Reading passage>
::::::

Elmer Bruce Lloyd

Elmer Bruce Lloyd

Privacy Level: Public (Green)
Elmer Bruce (Elmer Bruce) "Lloyd" Lloyd
Born in Michigan, USAmap
Husband of — married in Pensacola, Escambia, Florida, USAmap
Father of , [private son (1920's - 2010's)] and [private son (1920's - unknown)]
Died in Pensacola, Escambia, Florida, USAmap
Profile manager: Pamela Lloyd private message [send private message]
This page has been accessed 301 times.

Categories: Lloyd Name Study | Lloyd-1428 Biography In Process | Lloyd-1428 GEDCOM Clean-Up Required | Lloyd-1428 Source Clean-Up Required.

Elmer Bruce Lloyd is 24 steps away from A.J. Jacobs in the WikiTree Global Family Tree.
badge-image Elmer Bruce Lloyd is a Military Veteran
   Served in the United States Navy from 1918 to 1947 attaining Aviation Chief Machinists Mate.
Stationed at Pensacola Naval Air Station. Served on the battleship USS Idaho and on the aircraft carriers USS Ranger and USS Lexington. On the later he was initiated into the Ancient Order of the Deep.


badge-image This person was a Freemason. He had a tattoo of the emblem on his arm.

Contents

NOTE

An early draft of this biography was first published by me on Familypedia. It has been updated here to include new and more accurate information, since obtained. Lloyd-391 00:23, 17 May 2014 (EDT)

Biography

Elmer Bruce Lloyd was born 2 May 1886 in Michigan. (Most likely, Sault Sainte Marie, Chippewa, Michigan. Lloyd-391 00:23, 17 May 2014 (EDT)) He was the forth child and second son of Samuel Hughes Lloyd and Jane Ellen Higgins. He died 19 January 1948.

His son Winston wrote about his early education[1]: "I thought he had finished the eighth grade but Bruce says Father told him it was the third grade and I believe him. (Per the 1940 US Census, Elmer B. Lloyd had completed 8th grade. Lloyd-391 15:56, 19 May 2014 (EDT)) The story goes that since he [Elmer] was the strongest boy in the class the teacher kept him busy with chores: i.e keeping the school heated. In Upper Michigan with a wood burning stove this would be a real work assignment. This was the late eighteen hundreds and winter in Michigan involved wood fired stoves, floors were meant to be swept and snow was designed to be shoveled and of course at that time children didn't usually get a lot of schooling. Since he wasn't learning he didn't like school and dropped out."

He began work early in life: "He told Bruce of working with his father as a lumberjack when he was young. He was young and eager and was busting his butt to make as much money as possible. His father was less motivated and did not work as hard and when Father realized this he was upset because they shared the money equally. That didn't help his relationship with his father any for after all being a leader of men does not make one a leader of his father.... Later he was the foreman of a dynamite crew, a position that he earned by fighting the current foreman for the position. The team was dredging for the locks that were being built in Sault Ste Marie, Ontario on the St Mary's River which drains Lake Superior into Lake Huron and he was making more money than his father. He left home because of the friction that his higher pay grade caused. I believe he was 15 at that time. He was too young to be a dynamite foreman so he and one of his crew traded paychecks."[1]

Elmer Bruce Lloyd registered for the draft in Chippewa, Michigan. He enlisted in the Navy 18 January 1918, where he was quickly promoted to Naval Chief. As an airplane mechanic, his full title was Aviation Chief Machinists Mate. He served in that capacity until c. 1947, when he retired, reluctantly, due to his health. He served on the battleship USS Idaho and on the aircraft carrier USS Ranger, in addition to other ships. At one point in his career, according to Winston, who has not only recorded this in his autobiography, but shared it verbally with friends and family members on many occasions, the members of the squadron who served with him held a vote to determine whether his nickname would be “Big Bad Wolf” or “The Bull of the Woods.” The second term was chosen, and his friends and shipmates usually just called him Bull.

::::::

Entries>

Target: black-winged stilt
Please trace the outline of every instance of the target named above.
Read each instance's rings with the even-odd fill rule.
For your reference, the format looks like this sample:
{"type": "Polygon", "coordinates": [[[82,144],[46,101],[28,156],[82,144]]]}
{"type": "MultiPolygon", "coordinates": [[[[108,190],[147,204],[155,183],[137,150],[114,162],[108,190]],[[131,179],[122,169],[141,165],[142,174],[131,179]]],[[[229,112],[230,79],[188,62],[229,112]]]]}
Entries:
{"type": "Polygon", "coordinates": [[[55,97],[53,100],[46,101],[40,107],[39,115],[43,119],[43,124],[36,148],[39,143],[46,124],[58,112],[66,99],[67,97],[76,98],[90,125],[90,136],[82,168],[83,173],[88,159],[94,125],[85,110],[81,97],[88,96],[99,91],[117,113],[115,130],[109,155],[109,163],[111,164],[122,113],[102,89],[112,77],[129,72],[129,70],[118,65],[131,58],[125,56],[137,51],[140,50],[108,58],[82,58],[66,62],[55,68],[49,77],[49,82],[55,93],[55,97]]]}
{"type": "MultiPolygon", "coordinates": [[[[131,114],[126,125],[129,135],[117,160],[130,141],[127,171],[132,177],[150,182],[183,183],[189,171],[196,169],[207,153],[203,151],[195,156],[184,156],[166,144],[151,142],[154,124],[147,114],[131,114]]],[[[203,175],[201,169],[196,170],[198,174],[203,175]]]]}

::::::

Short task A>
According to the Elmer Bruce Lloyd biography, on what date did he enlist in the Navy?
Short task B>
Transcribe the stretch of the Elmer Bruce Lloyd biography from "Stationed at Pensacola" through "on his arm.".
The listing comes from a separate source and is unrelated to the biography.

Correct answer A>
18 January 1918

Correct answer B>
Stationed at Pensacola Naval Air Station. Served on the battleship USS Idaho and on the aircraft carriers USS Ranger and USS Lexington. On the later he was initiated into the Ancient Order of the Deep.


badge-image This person was a Freemason. He had a tattoo of the emblem on his arm.